** Task goal **
Write the whole listing out again, word for word.

*-*-*

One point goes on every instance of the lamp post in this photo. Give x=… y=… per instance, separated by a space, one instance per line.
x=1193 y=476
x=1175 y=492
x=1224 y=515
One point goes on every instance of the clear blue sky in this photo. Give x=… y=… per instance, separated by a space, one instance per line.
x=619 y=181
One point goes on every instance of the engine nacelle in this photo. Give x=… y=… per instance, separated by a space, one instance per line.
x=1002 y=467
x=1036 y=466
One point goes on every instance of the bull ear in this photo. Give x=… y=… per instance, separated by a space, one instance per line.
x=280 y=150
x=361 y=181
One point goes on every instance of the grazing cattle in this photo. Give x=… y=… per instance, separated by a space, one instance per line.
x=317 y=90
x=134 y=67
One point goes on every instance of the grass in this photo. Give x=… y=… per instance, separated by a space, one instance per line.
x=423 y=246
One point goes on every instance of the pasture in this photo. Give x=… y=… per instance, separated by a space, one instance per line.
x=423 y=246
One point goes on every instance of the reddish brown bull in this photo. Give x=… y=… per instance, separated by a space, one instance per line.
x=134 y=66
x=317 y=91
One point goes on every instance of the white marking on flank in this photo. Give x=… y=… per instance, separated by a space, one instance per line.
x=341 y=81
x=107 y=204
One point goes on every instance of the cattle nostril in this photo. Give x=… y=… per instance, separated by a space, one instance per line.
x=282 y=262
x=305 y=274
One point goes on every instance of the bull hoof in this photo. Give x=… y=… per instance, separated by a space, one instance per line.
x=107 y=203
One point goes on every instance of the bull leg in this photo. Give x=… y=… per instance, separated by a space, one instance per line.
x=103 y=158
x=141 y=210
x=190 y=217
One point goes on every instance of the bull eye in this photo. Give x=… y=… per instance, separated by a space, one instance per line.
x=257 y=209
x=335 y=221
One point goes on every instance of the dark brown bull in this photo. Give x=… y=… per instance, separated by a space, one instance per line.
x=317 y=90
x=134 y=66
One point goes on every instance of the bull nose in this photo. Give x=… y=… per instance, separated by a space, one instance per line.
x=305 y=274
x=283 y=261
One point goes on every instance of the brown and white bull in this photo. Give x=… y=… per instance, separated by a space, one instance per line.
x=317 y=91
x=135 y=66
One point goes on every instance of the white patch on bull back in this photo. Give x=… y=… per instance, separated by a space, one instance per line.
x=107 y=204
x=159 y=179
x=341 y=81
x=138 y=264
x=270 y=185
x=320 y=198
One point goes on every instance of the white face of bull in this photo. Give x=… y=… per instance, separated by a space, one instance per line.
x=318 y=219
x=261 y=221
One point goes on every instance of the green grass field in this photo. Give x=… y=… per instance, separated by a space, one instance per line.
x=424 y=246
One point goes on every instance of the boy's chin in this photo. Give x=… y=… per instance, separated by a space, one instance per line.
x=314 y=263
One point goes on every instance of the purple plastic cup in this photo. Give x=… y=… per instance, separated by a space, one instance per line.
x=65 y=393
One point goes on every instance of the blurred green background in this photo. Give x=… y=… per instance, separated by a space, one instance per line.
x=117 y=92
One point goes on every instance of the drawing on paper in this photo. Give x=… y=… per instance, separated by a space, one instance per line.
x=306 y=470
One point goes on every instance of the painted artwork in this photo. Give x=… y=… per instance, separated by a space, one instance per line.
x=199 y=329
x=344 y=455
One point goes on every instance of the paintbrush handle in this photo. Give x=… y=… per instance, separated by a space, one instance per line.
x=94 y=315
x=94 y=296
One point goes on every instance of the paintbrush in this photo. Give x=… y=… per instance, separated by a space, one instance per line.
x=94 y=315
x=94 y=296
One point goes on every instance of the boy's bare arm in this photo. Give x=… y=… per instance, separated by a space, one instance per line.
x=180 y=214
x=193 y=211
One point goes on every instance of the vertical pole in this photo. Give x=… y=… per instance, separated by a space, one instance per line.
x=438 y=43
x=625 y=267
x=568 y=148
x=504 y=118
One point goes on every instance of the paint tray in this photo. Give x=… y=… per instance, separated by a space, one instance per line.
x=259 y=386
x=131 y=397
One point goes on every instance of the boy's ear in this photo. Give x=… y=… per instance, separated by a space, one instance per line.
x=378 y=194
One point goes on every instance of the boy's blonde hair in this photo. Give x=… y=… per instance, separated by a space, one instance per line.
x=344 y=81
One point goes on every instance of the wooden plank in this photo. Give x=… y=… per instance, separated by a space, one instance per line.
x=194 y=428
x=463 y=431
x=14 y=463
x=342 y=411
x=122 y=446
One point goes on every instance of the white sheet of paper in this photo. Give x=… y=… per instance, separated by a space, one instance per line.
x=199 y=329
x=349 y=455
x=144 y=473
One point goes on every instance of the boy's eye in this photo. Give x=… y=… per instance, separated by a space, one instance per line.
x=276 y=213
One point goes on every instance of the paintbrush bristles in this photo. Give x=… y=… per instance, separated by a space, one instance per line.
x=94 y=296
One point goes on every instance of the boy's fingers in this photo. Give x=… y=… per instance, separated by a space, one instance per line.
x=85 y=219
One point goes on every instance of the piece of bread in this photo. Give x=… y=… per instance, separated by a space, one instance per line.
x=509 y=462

*-*-*

** Completed task **
One point goes on every instance of the lamp post in this photo. Give x=… y=… per instance, separated by a space, one instance per line.
x=1193 y=476
x=1175 y=492
x=1224 y=515
One point goes on every instance of the clear blue sky in this photo. Give x=… y=… per instance, separated by a space, one instance per line.
x=619 y=181
One point goes on every instance of the engine nacelle in this photo. Give x=… y=… per instance, separated by a space, one instance per line.
x=1002 y=467
x=1036 y=466
One point goes on every instance of the bull ear in this photo. Give x=… y=… per instance, separated by a space, one instance per line.
x=280 y=150
x=361 y=181
One point goes on every instance of the grazing cattle in this photo. Give x=… y=… per instance, separated by a space, one instance per line.
x=317 y=90
x=134 y=67
One point goes on every instance of the grass in this photo. Give x=… y=… per instance, separated by a space, one instance per line.
x=423 y=246
One point goes on every instance of the pasture in this photo. Give x=… y=… per instance, separated by a space, one instance per line.
x=423 y=246
One point goes on every instance of the reddish brown bull in this photo. Give x=… y=… per instance, separated by a space, one instance per line.
x=134 y=66
x=317 y=91
One point goes on every instance of the white marking on flank in this photo. Give x=… y=… per instance, separated by a space, one instance per line.
x=341 y=81
x=107 y=204
One point goes on every instance of the cattle nostril in this photo. Give x=… y=… per instance, separated by a space, one instance per line.
x=282 y=262
x=305 y=274
One point goes on every instance of the bull hoof in this photo. Give x=… y=… per instance, separated by a space, one instance per line.
x=107 y=203
One point goes on every instance of the bull leg in this photo. Give x=… y=… per instance, separated by a space, one instance per line.
x=103 y=158
x=141 y=210
x=190 y=217
One point goes on every instance of the bull eye in this photo. Give x=… y=… per instance, separated by a space, one instance per line.
x=257 y=209
x=335 y=221
One point goes on every instance of the dark brown bull in this photo. Give x=… y=… per instance, separated by a space, one instance per line.
x=317 y=90
x=134 y=66
One point goes on every instance of the bull nose in this photo. Give x=… y=… per instance, separated by a space, one instance per line.
x=305 y=274
x=283 y=261
One point goes on every instance of the brown and white bull in this photo. Give x=… y=… per instance, separated by a space, one instance per line.
x=317 y=91
x=135 y=66
One point goes on every instance of the white patch on bull back in this photo. Give x=… y=… per instance, separated by a space, one instance per line.
x=107 y=204
x=159 y=179
x=341 y=81
x=138 y=264
x=270 y=185
x=320 y=198
One point goes on every instance of the white face of bull in this photo. Give x=… y=… per instance, separated by a space, one instance per line.
x=318 y=219
x=261 y=221
One point goes on every instance of the green grass field in this photo. Give x=… y=… per instance, separated by a space, one instance per line.
x=424 y=246
One point goes on every instance of the boy's chin in this photo. Give x=… y=… per instance, separated by a space, one instance per line.
x=314 y=263
One point goes on every instance of the purple plastic cup in this photo. Give x=… y=… per instance, separated by a space, one instance per line.
x=65 y=393
One point goes on every instance of the blurred green background in this photo. Give x=… y=… per instance, separated by a space, one instance per line.
x=117 y=92
One point goes on every instance of the drawing on paper in this photo. Give x=… y=… per instance, separated by a space, one instance per line.
x=306 y=470
One point goes on every instance of the painted artwork in this photo. Give x=… y=… per instance, separated by a space, one instance per line.
x=199 y=329
x=344 y=455
One point goes on every instance of the paintbrush handle in this photo. Give x=… y=… per instance, separated by a space, one instance per line.
x=94 y=315
x=94 y=296
One point goes on every instance of the paintbrush in this photo. Give x=… y=… per instance, separated by a space, one instance per line.
x=94 y=315
x=94 y=296
One point goes on every instance of the boy's bare arm in this photo. Give x=… y=… per instance, separated by a space, one instance per line.
x=180 y=214
x=193 y=211
One point goes on every instance of the vertical pole in this photo. Give x=… y=… per instance, separated by a space, one instance per line.
x=438 y=43
x=625 y=267
x=568 y=148
x=504 y=118
One point goes on every instance of the paint tray in this photo. Give x=… y=… per instance, separated by a space, one instance per line.
x=259 y=386
x=131 y=397
One point goes on every instance of the boy's ear in this photo. Give x=… y=… per instance, separated by a space, one instance per line.
x=378 y=194
One point goes on every instance of the boy's blonde hair in this photo. Give x=… y=… per instance, separated by a space, one instance per line.
x=344 y=81
One point goes on every instance of the wooden plank in this photo. Give x=… y=… per instance, separated by a space, one instance per line.
x=194 y=428
x=463 y=431
x=14 y=463
x=342 y=411
x=122 y=446
One point goes on every instance of the white sheet of paper in this photo. Give x=… y=… per instance, separated by a space, one instance per line.
x=199 y=329
x=349 y=455
x=144 y=473
One point goes on every instance of the boy's eye in this photo. Give x=… y=… per instance, separated by a space, one instance per line.
x=276 y=213
One point goes on every instance of the paintbrush bristles in this photo. Give x=… y=… per instance, separated by a space, one instance per line.
x=94 y=296
One point goes on every instance of the boy's fingers in this photo. Give x=… y=… per instance, separated by a space, one instance per line.
x=85 y=219
One point goes on every instance of the piece of bread in this photo. Give x=… y=… per instance, separated by a space, one instance per line.
x=509 y=462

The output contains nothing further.